_Bacaan_:
• • • •
Seseorang yang berpuasa tapi tidak membayar Zakat Fitrah apakah puasanya sah / diterima, atau hanya pahalanya saja yang kurang sempurna? Mari kita simak…
Ramadan merupakan bulan yang memiliki keistimewaan tersendiri bagi umat islam di seluruh dunia. Pasalnya dalam bulan Ramadan ini, umat muslim diwajibkan untuk menjalankan ibadah puasa selama sebulan penuh, banyak amalan yang dilakukan oleh kaum muslimin sebagai bentuk penghambaan kepada Allah yang telah menurunkan segala rahmat dan kasih sayangnya kepada hambanya pada bulan Ramadan.
Sehingga tak heran banyak dari kaum muslimin berbondong-bondong untuk Fastabiqul Khoirot (berlomba-lomba dalam kebaikan) mengerjakan amal kebaikan sebanyak-banyaknya. Dan pada bulan Ramadan inilah seluruh amal kebaikan kita dilipatgandakan oleh Allah sebagaimana pada hadist Nabi pada kitab Shohih Bukhari:
حَدَّثَنَا عَبْدُ اللَّهِ بْنُ مَسْلَمَةَ، عَنْ مَالِكٍ، عن أبي الزناد، عن الأعرج، عن أبي هريرة رضي الله عنه
أن رسول الله ﷺ قَالَ: (الصِّيَامُ جُنَّةٌ، فَلَا يَرْفُثْ وَلَا يَجْهَلْ، وَإِنِ امْرُؤٌ قَاتَلَهُ أَوْ شَاتَمَهُ، فَلْيَقُلْ إِنِّي صَائِمٌ – مَرَّتَيْنِ – وَالَّذِي نَفْسِي بِيَدِهِ لَخُلُوفُ فَمِ الصَّائِمِ أَطْيَبُ عِنْدَ اللَّهِ تَعَالَى مِنْ رِيحِ الْمِسْكِ، يَتْرُكُ طَعَامَهُ وَشَرَابَهُ وَشَهْوَتَهُ مِنْ أَجْلِي، الصِّيَامُ لِي وَأَنَا أجزي به، والحسنة بعشر أمثالها)
Shahih Bukhari 1761: Telah menceritakan kepada kami [‘Abdullah bin Maslamah] dari [Malik] dari [Abu Az Zinad] dari [Al A’raj] dari Abu Hurairah radliyallahu ‘anhu: Bahwa Rasulullah shallallahu ‘alaihi wa sallam bersabda: “Shaum itu benteng, maka (orang yang melaksanakannya) janganlah berbuat kotor (rafats) dan jangan pula berbuat bodoh. Apabila ada orang yang mengajaknya berkelahi atau menghinanya maka katakanlah: ‘aku sedang shaum’ beliau mengulang ucapannya dua kali. Dan demi Dzat yang jiwaku berada di tanganNya, sungguh bau mulut orang yang sedang shaum lebih harum di sisi Allah Ta’ala dari pada harumnya minyak misik, karena dia meninggalkan makanannya, minuman dan nafsu syahwatnya karena Aku. Shaum itu untuk Aku dan Aku sendiri yang akan membalasnya dan setiap satu kebaikan dibalas dengan sepuluh kebaikan yang serupa”.
• • • •
[Baris data]
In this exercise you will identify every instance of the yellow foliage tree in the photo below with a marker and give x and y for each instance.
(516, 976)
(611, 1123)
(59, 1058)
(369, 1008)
• • • •
_Tugas 1_: Apakah setiap pernyataan berikut sesuai dengan bacaan tentang puasa Ramadan? (a) Umat muslim diwajibkan berpuasa selama sebulan penuh pada bulan Ramadan. (b) Hadis yang dikutip berasal dari kitab Shohih Muslim. (c) Dalam terjemahan hadis, setiap satu kebaikan dibalas dengan tujuh kebaikan yang serupa. Jawab masing-masing dengan ya atau tidak, disertai kutipan persis dari bacaan yang menentukan jawabannya.
_Tugas 2_: Tukar "Ramadan" dengan "Ramadhan" pada bagian bacaan tentang puasa Ramadan yang dimulai dari "Seseorang yang berpuasa" dan berlanjut sampai "pada bulan Ramadan.", lalu tuliskan bagian itu kembali.
Baris-baris data di atas tidak berperan dalam hal ini.

_Jawaban Lengkap 1_:
(a) Ya: "umat muslim diwajibkan untuk menjalankan ibadah puasa selama sebulan penuh"
(b) Tidak: "sebagaimana pada hadist Nabi pada kitab Shohih Bukhari"
(c) Tidak: "setiap satu kebaikan dibalas dengan sepuluh kebaikan yang serupa"

_Jawaban Lengkap 2_:
Seseorang yang berpuasa tapi tidak membayar Zakat Fitrah apakah puasanya sah / diterima, atau hanya pahalanya saja yang kurang sempurna? Mari kita simak…
Ramadhan merupakan bulan yang memiliki keistimewaan tersendiri bagi umat islam di seluruh dunia. Pasalnya dalam bulan Ramadhan ini, umat muslim diwajibkan untuk menjalankan ibadah puasa selama sebulan penuh, banyak amalan yang dilakukan oleh kaum muslimin sebagai bentuk penghambaan kepada Allah yang telah menurunkan segala rahmat dan kasih sayangnya kepada hambanya pada bulan Ramadhan.